EXERCISE TEXT:
* * * * * * *
With regards to simplicity and balance, every aspect of the tea ceremony supports these ideals. Nothing in the tea room should be superfluous, loud or garish, in order to not distract from the moment. Simple colors and design in clothing, art and floral arrangements is ideal. The form of the chawan itself is a simple elegant shape. Every movement in the tea ceremony, whether performed by the host or the guests, is perfected to the most simple and minimal act possible. The tea used for the ceremony is matcha, made from ground green tea leaves, and whisked with hot water to create the purest form of tea: nothing is added, nothing is changed.
The ceremony itself can take hours to complete, and a lifetime to learn, so it would be best to discuss just the preparation of the matcha and the utensils used, as this can apply to every day enjoyment of the tea. The equipage needed for preparing matcha are the chawan (tea bowl), chasen (bamboo whisk), chashaku (bamboo tea scoop), furui (matcha powder sifter), hishaku (bamboo ladle), kama (large kettle), and an hearth or heat source. First the matcha powder is sifted in the furui, so that it is the perfect fine consistency; this is usually prepared beforehand in the tea ceremony. The kama is placed over the heat source and allowed to come to a simmering boil. Using the hishaku, one will dip into the kama to draw out water to use to warm the tea bowl. This water is discarded. Then, the matcha is measured into the chawan using 2 or 3 scoops of the chasaku. Another ladle of hot water (about 4 oz.) is drawn from the kama and poured into the bowl. Using the chasen, the tea is whipped into a thick and frothy substance. The tea can then be drunk directly from the bowl. While tea ceremony is an important aspect of Japanese life, there are many other ways that the Japanese people enjoy tea every day. Recently, Western-style black tea has become popular, especially for breakfasts that include bread or pastries. Chinese teas, especially oolongs are enjoyed at home and in restaurants. And for on-the-go lifestyles, bottled and canned teas are widely enjoyed.
* * * * * * *
ENTRIES SHOWN:
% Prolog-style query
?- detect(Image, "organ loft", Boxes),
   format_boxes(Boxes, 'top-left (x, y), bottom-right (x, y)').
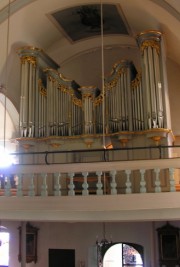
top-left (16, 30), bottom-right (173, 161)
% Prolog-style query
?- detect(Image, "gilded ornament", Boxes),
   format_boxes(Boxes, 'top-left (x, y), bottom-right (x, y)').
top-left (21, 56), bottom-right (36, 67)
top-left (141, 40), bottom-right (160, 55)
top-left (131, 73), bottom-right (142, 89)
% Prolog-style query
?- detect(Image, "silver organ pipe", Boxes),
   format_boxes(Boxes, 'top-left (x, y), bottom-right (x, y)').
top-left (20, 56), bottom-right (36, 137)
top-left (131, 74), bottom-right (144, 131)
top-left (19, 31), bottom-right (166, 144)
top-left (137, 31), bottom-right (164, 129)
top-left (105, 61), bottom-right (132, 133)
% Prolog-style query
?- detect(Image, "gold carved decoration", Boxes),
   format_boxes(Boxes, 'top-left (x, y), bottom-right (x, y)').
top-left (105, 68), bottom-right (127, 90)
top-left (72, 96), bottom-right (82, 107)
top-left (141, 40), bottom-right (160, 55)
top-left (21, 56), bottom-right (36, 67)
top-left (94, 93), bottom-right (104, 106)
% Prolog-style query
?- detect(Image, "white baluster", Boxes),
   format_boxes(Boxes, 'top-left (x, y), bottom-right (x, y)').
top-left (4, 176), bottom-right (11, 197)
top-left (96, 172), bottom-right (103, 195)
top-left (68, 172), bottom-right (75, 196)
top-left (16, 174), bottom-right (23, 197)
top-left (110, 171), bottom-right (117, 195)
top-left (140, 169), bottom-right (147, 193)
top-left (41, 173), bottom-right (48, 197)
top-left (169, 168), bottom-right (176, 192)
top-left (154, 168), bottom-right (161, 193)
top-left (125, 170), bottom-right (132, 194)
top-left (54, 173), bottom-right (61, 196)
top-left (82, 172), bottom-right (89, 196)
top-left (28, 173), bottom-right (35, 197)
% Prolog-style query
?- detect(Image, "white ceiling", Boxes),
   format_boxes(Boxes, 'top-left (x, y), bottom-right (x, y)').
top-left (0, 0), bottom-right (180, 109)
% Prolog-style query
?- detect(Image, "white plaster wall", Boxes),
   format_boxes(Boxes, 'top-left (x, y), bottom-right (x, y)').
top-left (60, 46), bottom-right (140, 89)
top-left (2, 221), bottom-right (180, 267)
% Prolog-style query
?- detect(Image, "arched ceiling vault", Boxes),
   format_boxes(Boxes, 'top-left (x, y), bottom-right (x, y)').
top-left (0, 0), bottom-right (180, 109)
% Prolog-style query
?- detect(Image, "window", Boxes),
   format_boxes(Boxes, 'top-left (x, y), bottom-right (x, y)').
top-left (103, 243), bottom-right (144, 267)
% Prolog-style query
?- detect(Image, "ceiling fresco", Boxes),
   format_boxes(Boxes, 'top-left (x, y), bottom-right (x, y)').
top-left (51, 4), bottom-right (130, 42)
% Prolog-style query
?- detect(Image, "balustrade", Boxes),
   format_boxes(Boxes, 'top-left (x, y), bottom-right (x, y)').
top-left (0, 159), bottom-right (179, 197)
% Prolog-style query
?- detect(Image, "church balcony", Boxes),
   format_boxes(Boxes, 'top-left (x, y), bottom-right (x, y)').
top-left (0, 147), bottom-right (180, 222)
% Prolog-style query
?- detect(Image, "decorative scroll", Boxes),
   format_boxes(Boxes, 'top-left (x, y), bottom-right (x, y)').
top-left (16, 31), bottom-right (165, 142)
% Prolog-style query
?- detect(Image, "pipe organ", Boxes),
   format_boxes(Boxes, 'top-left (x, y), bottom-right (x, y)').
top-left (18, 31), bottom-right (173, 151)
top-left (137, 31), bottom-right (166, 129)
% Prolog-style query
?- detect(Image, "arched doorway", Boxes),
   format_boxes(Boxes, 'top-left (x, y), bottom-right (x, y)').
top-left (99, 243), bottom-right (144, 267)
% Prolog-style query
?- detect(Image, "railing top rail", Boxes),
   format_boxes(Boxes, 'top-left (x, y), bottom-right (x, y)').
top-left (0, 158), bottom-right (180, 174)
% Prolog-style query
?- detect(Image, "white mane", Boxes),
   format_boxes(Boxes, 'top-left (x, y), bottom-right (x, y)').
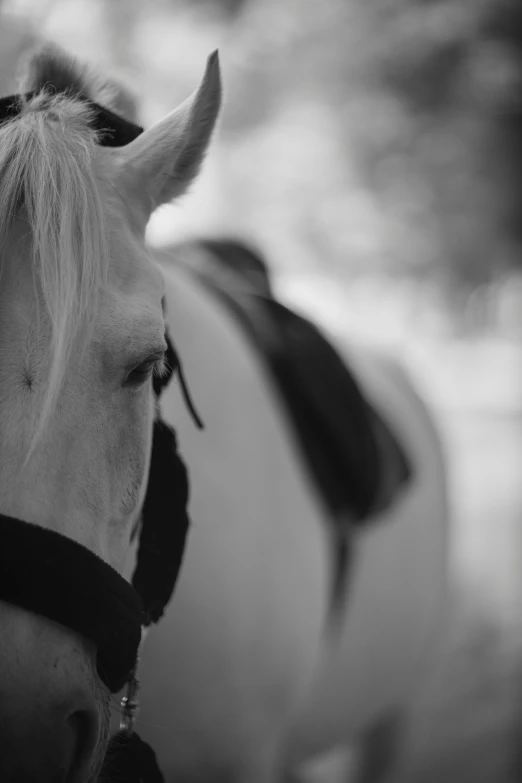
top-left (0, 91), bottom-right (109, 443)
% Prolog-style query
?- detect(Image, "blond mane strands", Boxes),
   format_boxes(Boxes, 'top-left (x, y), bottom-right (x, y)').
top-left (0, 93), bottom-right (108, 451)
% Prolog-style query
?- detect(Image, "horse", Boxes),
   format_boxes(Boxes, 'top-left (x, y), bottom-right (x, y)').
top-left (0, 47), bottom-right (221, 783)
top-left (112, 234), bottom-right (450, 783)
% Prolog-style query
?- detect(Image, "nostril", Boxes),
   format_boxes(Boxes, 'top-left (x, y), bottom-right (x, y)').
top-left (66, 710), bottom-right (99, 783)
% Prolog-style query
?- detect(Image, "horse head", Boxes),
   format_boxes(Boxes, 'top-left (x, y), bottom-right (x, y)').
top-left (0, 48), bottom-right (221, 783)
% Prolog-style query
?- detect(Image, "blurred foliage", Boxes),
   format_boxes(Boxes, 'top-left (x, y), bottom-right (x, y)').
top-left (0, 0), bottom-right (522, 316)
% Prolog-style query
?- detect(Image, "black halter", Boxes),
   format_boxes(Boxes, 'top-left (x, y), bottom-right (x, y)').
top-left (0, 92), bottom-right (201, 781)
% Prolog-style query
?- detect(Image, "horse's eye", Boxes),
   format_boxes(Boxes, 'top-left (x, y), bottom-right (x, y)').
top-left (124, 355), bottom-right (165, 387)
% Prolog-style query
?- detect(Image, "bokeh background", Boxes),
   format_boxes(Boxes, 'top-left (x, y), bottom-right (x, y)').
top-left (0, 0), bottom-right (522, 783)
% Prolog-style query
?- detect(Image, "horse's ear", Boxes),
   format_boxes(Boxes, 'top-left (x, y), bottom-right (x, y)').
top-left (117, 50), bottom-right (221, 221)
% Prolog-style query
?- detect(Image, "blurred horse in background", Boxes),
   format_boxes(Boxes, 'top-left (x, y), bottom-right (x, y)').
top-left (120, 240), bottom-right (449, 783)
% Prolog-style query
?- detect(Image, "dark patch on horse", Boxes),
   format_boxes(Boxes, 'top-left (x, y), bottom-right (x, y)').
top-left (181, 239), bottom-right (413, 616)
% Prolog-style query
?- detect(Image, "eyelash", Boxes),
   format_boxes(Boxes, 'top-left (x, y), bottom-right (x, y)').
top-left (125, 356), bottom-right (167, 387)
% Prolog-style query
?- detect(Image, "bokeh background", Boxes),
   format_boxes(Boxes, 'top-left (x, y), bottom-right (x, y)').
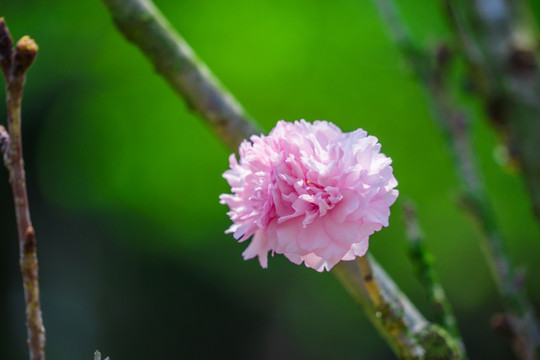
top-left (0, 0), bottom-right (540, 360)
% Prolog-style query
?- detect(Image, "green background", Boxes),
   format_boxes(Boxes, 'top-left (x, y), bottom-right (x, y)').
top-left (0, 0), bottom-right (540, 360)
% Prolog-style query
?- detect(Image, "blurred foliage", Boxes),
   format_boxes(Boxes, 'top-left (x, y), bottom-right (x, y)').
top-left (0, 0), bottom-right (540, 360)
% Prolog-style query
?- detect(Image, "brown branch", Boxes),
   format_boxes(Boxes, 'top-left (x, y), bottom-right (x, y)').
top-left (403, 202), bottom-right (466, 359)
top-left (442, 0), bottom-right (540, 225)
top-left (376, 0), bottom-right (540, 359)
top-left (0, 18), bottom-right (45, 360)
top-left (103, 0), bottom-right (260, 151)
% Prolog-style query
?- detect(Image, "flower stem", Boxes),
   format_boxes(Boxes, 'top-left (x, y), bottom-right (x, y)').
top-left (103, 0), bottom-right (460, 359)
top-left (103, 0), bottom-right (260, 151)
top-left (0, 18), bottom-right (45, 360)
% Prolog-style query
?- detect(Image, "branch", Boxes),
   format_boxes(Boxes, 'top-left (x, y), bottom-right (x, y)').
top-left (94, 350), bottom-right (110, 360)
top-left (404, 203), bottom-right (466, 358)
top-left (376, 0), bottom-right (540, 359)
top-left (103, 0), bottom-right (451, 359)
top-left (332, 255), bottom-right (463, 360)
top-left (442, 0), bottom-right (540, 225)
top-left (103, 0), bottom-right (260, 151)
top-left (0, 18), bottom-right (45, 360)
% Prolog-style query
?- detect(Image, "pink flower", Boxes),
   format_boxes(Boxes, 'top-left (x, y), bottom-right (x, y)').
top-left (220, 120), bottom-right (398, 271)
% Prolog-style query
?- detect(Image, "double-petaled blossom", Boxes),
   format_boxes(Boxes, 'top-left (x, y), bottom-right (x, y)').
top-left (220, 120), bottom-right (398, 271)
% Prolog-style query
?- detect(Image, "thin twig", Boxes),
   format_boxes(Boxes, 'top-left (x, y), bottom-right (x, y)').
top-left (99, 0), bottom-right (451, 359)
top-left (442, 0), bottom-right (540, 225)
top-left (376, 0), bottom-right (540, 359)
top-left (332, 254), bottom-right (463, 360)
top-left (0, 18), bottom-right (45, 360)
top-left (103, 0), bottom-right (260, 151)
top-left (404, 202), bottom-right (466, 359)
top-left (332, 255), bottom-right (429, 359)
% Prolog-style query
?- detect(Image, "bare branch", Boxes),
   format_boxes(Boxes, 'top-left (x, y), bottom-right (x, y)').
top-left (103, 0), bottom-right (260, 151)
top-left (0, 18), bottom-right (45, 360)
* * * * * * *
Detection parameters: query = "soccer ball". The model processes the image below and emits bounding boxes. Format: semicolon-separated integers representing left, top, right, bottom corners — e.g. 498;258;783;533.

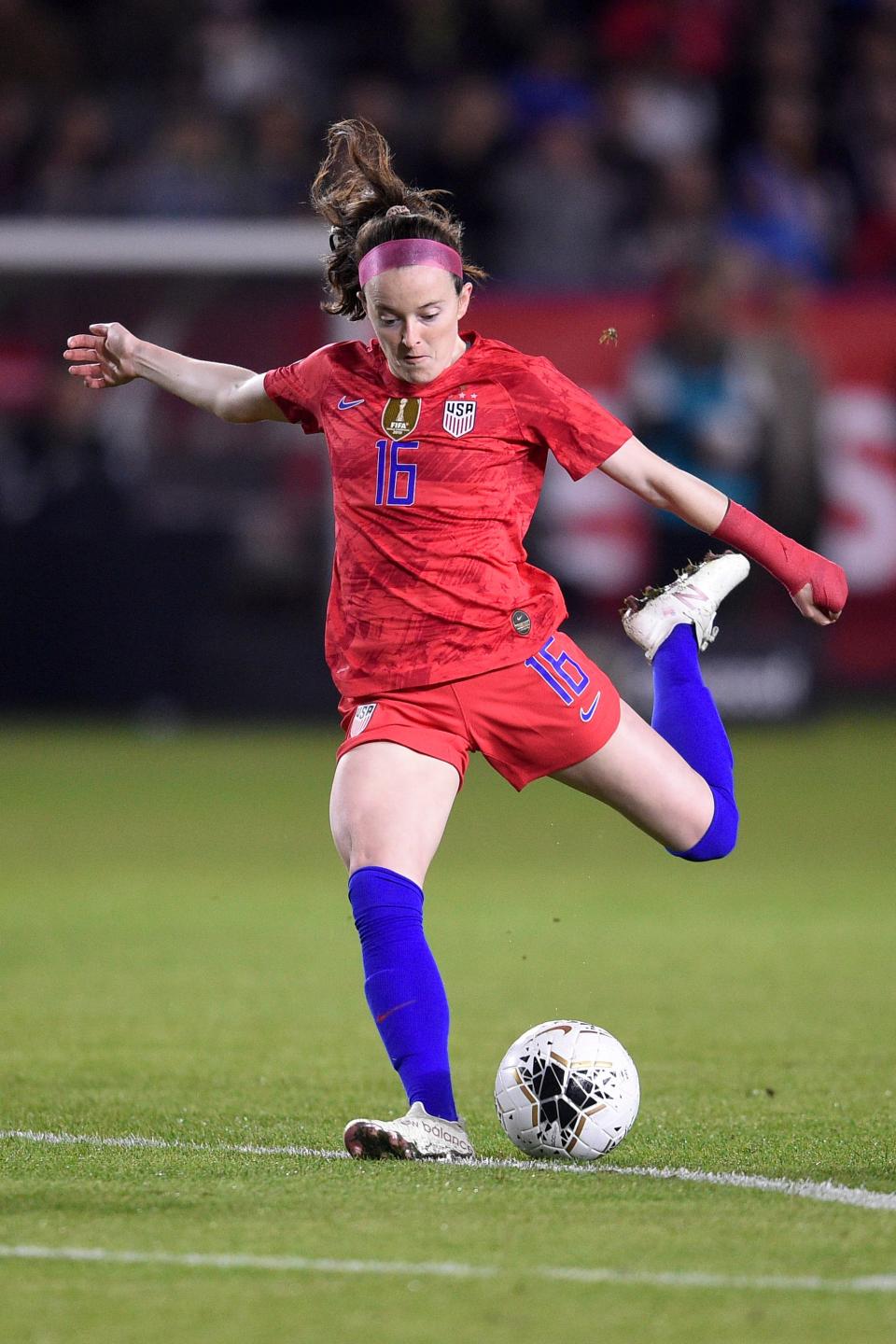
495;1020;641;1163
* * * * * * *
PROBLEMS TO SOLVE:
- 1) According to the tea ceremony passage, what tea is used for the ceremony?
- 2) Quote the part of the tea ceremony passage that opens with the words containing "With regards to" and closes with "nothing is changed.".
The records are separate material, unrelated to the tea ceremony passage.

SET OF ANSWERS:
- 1) Matcha, made from ground green tea leaves.

- 2)
With regards to simplicity and balance, every aspect of the tea ceremony supports these ideals. Nothing in the tea room should be superfluous, loud or garish, in order to not distract from the moment. Simple colors and design in clothing, art and floral arrangements is ideal. The form of the chawan itself is a simple elegant shape. Every movement in the tea ceremony, whether performed by the host or the guests, is perfected to the most simple and minimal act possible. The tea used for the ceremony is matcha, made from ground green tea leaves, and whisked with hot water to create the purest form of tea: nothing is added, nothing is changed.